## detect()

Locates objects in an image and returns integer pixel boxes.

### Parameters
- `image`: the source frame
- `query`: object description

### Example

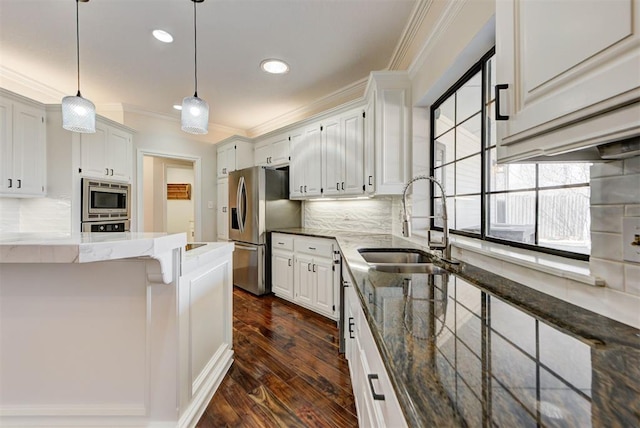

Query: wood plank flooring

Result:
[197,288,358,428]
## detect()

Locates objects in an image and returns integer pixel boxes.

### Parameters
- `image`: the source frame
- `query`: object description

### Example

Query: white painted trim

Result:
[407,0,468,80]
[178,344,233,428]
[387,0,434,70]
[0,404,147,414]
[246,77,367,138]
[136,149,202,242]
[122,104,247,136]
[0,65,65,104]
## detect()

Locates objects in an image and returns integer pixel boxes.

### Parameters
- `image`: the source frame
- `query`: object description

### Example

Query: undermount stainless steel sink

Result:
[358,248,447,275]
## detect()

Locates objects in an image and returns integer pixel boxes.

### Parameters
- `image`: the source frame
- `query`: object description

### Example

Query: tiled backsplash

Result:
[0,198,71,233]
[304,196,402,234]
[589,156,640,296]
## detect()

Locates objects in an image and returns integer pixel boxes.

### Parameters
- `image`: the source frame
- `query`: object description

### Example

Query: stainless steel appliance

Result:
[229,166,301,295]
[81,178,131,232]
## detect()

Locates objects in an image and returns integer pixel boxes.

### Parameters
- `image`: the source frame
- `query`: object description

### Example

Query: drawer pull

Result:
[349,317,355,339]
[367,374,384,401]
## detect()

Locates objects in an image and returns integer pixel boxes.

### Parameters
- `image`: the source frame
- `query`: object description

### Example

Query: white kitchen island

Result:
[0,232,233,427]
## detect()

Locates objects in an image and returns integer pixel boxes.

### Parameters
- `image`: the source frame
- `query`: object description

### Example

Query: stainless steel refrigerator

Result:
[229,166,301,295]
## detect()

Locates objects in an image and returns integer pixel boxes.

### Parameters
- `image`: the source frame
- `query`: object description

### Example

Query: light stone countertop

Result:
[0,232,187,263]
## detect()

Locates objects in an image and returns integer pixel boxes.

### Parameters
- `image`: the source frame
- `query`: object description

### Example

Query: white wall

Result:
[124,110,231,241]
[166,165,195,242]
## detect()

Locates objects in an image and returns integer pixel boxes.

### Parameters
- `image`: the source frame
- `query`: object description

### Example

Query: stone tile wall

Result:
[589,156,640,296]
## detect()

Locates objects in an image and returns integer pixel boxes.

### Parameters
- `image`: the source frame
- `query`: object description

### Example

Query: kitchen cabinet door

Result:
[271,251,293,300]
[0,93,46,197]
[303,125,322,198]
[311,258,336,318]
[289,129,305,199]
[107,127,133,182]
[498,0,640,162]
[322,117,345,196]
[340,108,365,195]
[294,255,315,308]
[80,118,133,182]
[217,178,229,241]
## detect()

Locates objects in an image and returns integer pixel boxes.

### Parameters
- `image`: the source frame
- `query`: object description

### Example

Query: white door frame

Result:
[136,149,202,242]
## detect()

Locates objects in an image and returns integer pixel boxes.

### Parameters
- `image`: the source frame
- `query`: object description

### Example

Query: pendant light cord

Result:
[193,0,198,98]
[76,0,81,97]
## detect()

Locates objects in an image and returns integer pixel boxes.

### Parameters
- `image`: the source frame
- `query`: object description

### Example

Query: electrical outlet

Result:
[622,217,640,263]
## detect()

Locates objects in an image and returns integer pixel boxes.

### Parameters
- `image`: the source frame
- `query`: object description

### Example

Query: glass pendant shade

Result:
[182,95,209,134]
[62,92,96,133]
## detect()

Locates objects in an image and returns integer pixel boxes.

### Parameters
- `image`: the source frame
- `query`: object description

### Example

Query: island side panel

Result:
[0,259,177,425]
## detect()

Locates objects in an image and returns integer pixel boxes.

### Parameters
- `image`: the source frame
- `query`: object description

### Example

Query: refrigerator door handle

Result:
[236,177,247,233]
[235,242,258,251]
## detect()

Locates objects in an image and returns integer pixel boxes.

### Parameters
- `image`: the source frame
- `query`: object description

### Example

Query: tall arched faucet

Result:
[402,175,451,260]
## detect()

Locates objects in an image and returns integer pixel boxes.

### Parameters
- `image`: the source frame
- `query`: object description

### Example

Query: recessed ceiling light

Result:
[152,30,173,43]
[260,59,289,74]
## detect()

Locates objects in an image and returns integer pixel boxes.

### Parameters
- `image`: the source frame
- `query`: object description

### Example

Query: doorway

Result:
[138,153,200,242]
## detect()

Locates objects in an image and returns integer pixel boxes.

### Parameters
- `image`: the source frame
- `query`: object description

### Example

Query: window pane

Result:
[435,95,455,137]
[456,195,480,233]
[538,163,591,187]
[456,155,482,195]
[434,129,455,166]
[456,113,482,159]
[433,164,455,198]
[487,192,536,244]
[456,72,482,124]
[489,149,536,192]
[433,198,456,229]
[538,186,591,254]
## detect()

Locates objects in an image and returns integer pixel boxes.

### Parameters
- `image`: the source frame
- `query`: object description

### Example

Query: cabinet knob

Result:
[495,83,509,120]
[367,374,384,401]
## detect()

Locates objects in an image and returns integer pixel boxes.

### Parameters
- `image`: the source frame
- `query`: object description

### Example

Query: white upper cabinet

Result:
[217,178,229,241]
[365,71,411,195]
[254,133,291,166]
[322,108,364,196]
[500,0,640,162]
[216,136,253,178]
[80,117,133,183]
[0,92,47,197]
::::::
Count how many lines in the rows above contain the string "steel", treating uppercase and lowercase letters as different, and reply with only that number.

- **Task response**:
3